▶ **WHAT THE EXERCISE ASKS**
Using the listing below, copy exactly each line from the one that has "negative clicks: (54, 101)" through the one that has "box: [251, 932, 1600, 1153]"; omit the pictures.

+===+

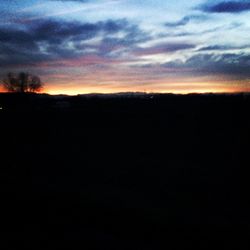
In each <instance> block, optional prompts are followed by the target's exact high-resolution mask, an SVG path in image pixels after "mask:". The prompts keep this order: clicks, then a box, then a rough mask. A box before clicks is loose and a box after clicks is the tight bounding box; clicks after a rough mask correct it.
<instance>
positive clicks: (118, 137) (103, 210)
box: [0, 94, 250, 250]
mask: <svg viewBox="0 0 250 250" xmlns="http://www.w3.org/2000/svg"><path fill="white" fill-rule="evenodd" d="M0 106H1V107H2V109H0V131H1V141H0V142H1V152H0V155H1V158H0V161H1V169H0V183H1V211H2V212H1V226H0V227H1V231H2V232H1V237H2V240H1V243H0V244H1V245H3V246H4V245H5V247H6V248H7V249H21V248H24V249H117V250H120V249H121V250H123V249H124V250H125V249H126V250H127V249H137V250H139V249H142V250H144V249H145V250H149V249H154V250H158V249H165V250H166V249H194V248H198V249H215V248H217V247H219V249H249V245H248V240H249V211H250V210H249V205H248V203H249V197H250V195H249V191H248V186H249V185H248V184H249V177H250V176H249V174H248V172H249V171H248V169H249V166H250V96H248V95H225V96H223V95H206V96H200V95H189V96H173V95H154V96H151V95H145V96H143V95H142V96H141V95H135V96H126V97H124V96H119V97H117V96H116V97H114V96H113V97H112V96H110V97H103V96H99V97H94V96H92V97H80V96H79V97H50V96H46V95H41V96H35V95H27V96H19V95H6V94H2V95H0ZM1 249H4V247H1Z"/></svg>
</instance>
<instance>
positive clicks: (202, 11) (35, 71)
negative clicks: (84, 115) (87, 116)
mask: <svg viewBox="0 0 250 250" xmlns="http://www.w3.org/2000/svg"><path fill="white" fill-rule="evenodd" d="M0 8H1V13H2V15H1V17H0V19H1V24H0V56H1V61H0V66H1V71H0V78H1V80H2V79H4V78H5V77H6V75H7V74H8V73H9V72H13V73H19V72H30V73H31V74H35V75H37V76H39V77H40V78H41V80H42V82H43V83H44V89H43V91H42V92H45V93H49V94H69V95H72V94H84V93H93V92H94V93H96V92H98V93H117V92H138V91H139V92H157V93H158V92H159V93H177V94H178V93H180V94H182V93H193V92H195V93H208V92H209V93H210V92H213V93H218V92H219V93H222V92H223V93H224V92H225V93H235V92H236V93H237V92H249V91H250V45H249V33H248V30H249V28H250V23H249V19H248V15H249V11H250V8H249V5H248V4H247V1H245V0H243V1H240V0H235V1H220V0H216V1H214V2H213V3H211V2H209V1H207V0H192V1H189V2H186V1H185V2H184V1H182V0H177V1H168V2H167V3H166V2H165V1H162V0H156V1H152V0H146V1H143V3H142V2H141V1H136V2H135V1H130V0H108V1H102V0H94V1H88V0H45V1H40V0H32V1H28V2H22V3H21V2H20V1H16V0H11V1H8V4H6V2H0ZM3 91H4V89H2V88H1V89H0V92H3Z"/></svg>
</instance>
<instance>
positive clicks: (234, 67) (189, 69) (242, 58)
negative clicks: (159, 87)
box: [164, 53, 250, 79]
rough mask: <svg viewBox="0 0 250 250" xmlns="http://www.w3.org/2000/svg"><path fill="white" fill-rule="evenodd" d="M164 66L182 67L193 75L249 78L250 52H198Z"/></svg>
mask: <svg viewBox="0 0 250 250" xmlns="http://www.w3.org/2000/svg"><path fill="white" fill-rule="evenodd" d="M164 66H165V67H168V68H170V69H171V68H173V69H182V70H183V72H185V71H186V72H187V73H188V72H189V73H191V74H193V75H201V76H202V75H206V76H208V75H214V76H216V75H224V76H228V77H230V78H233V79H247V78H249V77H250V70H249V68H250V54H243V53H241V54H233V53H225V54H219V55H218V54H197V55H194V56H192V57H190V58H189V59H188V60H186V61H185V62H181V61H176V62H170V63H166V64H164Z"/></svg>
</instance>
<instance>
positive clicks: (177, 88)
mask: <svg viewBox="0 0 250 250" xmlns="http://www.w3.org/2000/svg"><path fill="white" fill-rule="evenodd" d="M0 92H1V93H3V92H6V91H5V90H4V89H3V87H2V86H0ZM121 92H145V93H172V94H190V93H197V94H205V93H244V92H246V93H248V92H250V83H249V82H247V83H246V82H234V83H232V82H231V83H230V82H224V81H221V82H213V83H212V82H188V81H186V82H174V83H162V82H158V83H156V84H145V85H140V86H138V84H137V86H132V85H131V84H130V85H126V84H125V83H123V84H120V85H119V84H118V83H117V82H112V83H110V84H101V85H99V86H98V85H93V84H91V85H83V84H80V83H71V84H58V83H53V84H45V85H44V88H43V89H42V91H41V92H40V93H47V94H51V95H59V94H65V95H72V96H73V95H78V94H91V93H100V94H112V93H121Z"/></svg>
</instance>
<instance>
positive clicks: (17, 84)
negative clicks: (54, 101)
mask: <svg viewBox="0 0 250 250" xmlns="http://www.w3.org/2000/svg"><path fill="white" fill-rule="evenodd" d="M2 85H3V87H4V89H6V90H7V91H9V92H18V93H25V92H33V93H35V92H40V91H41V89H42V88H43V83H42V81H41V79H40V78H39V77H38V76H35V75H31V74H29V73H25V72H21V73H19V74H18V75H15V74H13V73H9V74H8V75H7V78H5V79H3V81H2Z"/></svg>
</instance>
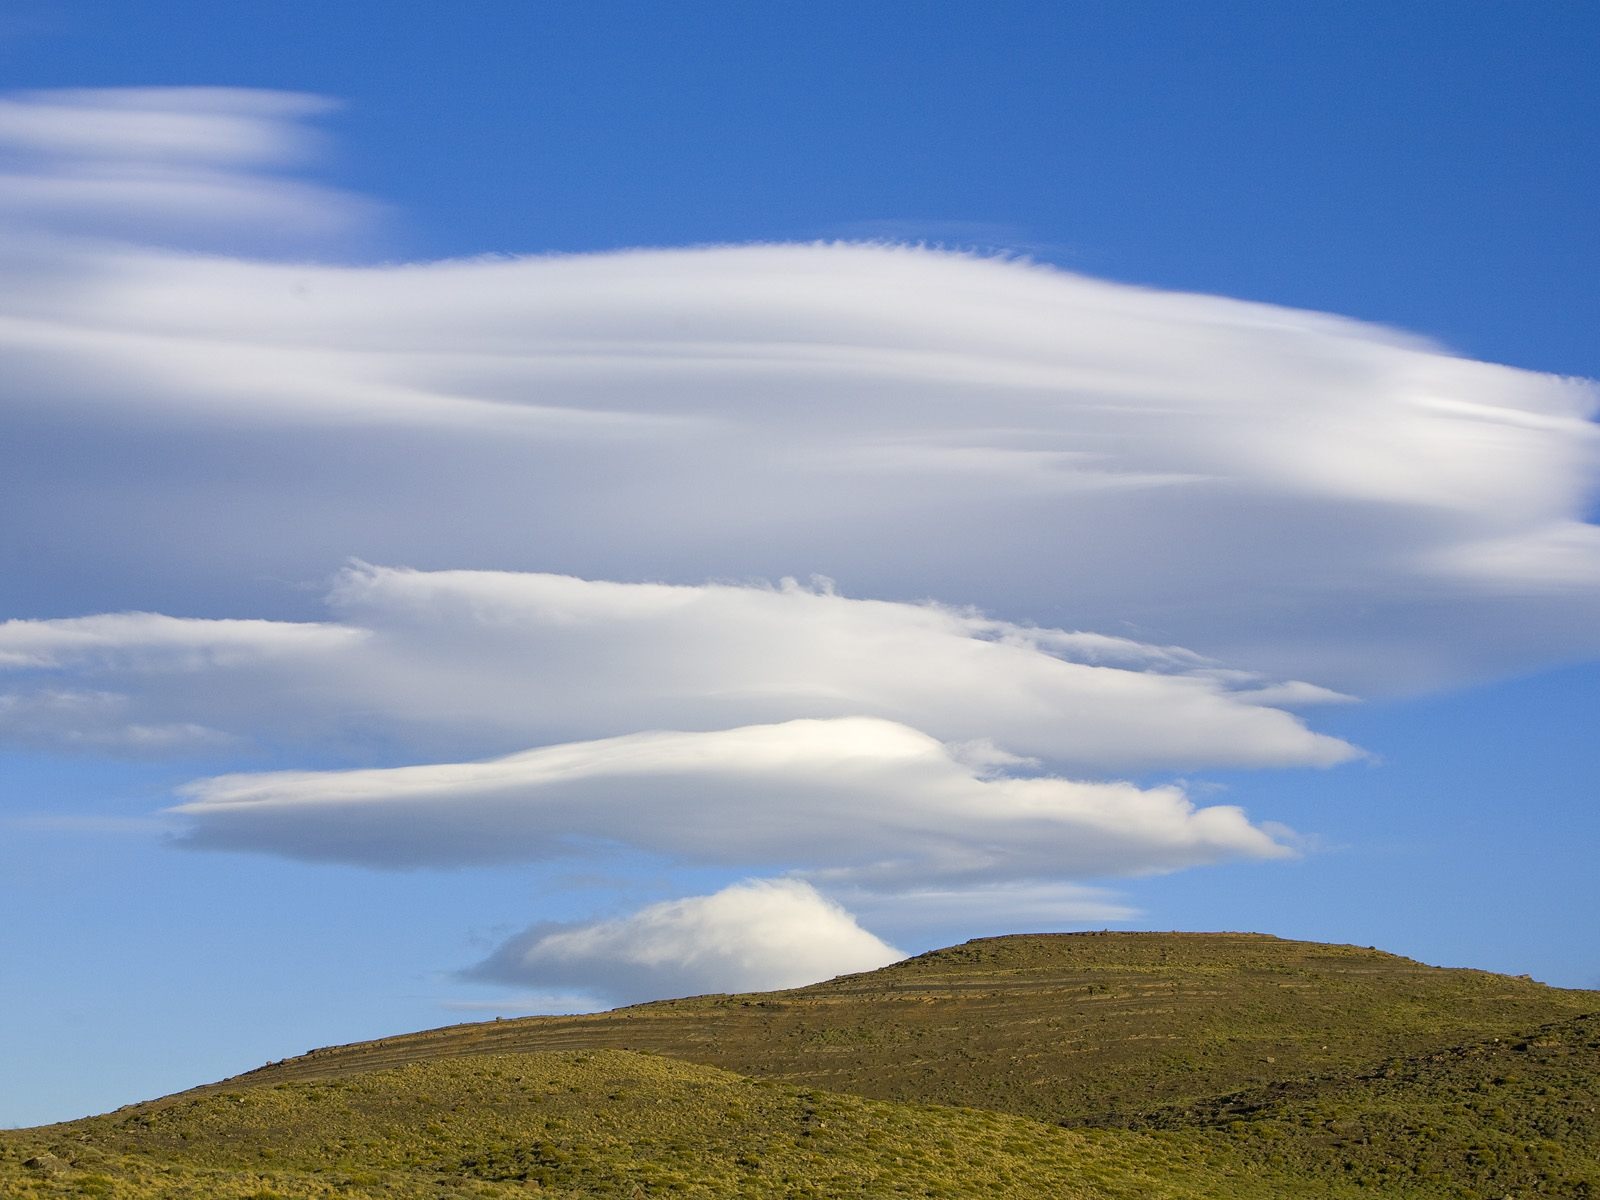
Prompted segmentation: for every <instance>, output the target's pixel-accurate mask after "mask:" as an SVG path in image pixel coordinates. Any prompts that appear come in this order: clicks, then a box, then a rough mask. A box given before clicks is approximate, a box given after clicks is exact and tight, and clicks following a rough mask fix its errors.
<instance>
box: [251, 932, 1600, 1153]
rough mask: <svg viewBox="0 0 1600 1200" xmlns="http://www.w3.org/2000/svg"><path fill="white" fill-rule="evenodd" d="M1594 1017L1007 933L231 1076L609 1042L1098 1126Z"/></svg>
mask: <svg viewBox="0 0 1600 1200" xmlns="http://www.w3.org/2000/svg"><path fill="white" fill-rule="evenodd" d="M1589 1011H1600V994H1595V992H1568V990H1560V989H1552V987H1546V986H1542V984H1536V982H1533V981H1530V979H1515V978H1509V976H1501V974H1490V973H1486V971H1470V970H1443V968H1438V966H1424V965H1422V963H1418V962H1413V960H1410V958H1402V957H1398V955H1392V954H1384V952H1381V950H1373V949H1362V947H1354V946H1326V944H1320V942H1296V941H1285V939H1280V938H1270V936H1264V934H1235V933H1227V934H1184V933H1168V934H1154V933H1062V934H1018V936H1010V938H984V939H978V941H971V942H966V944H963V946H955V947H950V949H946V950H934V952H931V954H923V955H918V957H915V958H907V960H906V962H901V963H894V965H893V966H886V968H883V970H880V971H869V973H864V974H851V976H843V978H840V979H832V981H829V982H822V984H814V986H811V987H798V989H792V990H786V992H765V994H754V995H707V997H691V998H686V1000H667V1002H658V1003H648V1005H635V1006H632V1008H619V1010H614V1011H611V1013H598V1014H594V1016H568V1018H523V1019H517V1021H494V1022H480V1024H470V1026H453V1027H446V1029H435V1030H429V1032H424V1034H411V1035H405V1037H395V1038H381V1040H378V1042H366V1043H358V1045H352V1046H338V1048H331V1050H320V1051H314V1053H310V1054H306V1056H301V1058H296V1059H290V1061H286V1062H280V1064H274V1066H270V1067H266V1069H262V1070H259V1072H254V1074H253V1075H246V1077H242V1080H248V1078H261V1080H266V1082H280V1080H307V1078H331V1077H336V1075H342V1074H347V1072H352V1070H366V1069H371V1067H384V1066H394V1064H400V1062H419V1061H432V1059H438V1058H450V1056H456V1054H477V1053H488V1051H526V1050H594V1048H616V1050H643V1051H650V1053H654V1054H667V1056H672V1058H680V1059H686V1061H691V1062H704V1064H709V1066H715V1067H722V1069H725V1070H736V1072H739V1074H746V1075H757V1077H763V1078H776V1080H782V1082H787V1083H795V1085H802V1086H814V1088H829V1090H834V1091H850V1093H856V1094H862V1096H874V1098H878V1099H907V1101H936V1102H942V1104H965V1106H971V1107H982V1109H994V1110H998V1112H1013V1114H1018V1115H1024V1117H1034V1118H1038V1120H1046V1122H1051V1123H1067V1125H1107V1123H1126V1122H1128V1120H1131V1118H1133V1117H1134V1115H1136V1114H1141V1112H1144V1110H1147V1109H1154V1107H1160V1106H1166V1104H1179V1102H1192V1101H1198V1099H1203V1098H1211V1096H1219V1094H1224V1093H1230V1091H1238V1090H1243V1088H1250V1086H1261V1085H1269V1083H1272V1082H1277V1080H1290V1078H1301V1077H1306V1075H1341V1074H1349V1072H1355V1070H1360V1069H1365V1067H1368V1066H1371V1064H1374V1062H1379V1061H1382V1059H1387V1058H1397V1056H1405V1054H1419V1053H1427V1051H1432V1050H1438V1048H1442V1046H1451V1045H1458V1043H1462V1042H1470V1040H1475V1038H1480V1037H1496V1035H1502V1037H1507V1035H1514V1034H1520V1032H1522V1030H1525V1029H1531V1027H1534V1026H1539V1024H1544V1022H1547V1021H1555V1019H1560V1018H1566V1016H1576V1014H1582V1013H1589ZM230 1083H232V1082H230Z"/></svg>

+===+

▶ **REPLY**
negative clicks: (54, 101)
mask: <svg viewBox="0 0 250 250" xmlns="http://www.w3.org/2000/svg"><path fill="white" fill-rule="evenodd" d="M2 85H3V87H4V89H6V90H7V91H9V92H18V93H25V92H33V93H35V92H40V91H41V89H42V88H43V83H42V81H41V79H40V78H39V77H38V76H35V75H31V74H29V73H25V72H21V73H19V74H18V75H15V74H13V73H9V74H8V75H7V78H5V79H3V81H2Z"/></svg>
</instance>
Prompted segmentation: for every <instance>, output the target's pixel-accurate mask after "mask:" as an SVG path in image pixel coordinates. Any prompts that appear come in this order: clicks, then a box, then a rough mask. A box given before clicks is approximate, a box given after clicks is exact and tight, and clicks following a rough mask fix its errors.
<instance>
box: [251, 932, 1600, 1153]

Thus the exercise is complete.